# Aim of the exercise
Rewrite the material below, replacing "wooden chalet" with "log cabin" and leaving everything else unchanged.

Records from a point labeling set
──────

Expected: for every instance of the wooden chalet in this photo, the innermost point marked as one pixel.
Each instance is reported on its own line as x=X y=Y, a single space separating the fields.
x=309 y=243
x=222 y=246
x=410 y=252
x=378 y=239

──────

# Output of the task
Expected: for every instance of the log cabin in this photo, the innermost point marked as one pixel.
Each instance is reported on its own line as x=X y=Y, a single space separating the fields.
x=309 y=243
x=222 y=246
x=410 y=252
x=378 y=239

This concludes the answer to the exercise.